Goal of the exercise: Word for word, retype the first line of the records and every following line through the one containing "<point>756,277</point>".

++++ Dataset ++++

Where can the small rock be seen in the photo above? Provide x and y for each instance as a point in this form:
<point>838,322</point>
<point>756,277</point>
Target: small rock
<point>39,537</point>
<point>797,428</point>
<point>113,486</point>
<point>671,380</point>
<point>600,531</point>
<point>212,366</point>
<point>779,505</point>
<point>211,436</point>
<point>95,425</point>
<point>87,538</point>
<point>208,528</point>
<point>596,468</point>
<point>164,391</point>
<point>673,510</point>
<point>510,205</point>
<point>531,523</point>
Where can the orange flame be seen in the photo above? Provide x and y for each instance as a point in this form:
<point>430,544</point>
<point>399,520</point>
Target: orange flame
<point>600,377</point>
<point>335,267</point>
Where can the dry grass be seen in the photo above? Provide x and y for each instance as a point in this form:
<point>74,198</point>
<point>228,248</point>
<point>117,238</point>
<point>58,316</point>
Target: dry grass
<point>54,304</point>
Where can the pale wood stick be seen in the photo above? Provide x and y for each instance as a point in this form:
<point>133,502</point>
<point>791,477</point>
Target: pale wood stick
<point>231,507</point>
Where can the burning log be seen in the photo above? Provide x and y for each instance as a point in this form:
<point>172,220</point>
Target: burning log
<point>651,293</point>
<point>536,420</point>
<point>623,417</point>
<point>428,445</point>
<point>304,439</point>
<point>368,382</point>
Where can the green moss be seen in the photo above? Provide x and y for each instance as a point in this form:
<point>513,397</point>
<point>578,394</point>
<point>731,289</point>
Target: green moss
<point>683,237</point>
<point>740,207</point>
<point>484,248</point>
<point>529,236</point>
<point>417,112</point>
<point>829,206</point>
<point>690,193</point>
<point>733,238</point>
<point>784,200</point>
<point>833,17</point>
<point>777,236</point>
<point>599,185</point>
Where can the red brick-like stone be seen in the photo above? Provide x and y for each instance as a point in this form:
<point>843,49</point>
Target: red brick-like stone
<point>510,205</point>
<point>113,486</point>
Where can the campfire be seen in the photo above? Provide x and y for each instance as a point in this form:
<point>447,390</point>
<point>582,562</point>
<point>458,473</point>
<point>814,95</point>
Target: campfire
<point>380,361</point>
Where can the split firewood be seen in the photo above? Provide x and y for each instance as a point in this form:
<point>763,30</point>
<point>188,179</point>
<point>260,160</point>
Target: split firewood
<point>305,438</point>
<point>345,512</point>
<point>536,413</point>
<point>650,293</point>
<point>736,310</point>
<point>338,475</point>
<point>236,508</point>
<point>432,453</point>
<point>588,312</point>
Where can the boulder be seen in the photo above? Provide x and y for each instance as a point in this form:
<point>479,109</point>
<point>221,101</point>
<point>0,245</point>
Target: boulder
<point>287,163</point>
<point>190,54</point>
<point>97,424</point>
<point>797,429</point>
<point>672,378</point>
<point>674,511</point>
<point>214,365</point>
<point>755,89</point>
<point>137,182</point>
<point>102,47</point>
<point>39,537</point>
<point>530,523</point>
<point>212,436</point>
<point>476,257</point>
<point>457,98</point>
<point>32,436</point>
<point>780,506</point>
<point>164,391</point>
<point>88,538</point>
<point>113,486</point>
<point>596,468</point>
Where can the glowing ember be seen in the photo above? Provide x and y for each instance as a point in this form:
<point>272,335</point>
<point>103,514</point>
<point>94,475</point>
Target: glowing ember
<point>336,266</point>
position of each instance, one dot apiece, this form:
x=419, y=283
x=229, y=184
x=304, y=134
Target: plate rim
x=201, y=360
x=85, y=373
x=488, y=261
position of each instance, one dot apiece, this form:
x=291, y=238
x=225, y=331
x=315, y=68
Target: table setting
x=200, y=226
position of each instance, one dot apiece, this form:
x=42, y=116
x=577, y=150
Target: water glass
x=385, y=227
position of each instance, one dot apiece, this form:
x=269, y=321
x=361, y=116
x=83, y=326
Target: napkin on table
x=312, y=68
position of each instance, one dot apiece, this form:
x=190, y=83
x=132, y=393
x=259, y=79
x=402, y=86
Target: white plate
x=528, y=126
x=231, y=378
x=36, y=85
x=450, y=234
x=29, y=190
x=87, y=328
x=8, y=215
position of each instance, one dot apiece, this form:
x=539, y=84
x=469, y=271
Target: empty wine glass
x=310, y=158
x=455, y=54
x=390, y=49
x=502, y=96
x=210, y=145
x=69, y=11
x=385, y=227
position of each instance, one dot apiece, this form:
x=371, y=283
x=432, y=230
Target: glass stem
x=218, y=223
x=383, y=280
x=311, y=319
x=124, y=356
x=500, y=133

++++

Exercise answer:
Where can the small rock be seen in the photo above? Provide x and y for each instance as a point in this form:
<point>838,322</point>
<point>756,277</point>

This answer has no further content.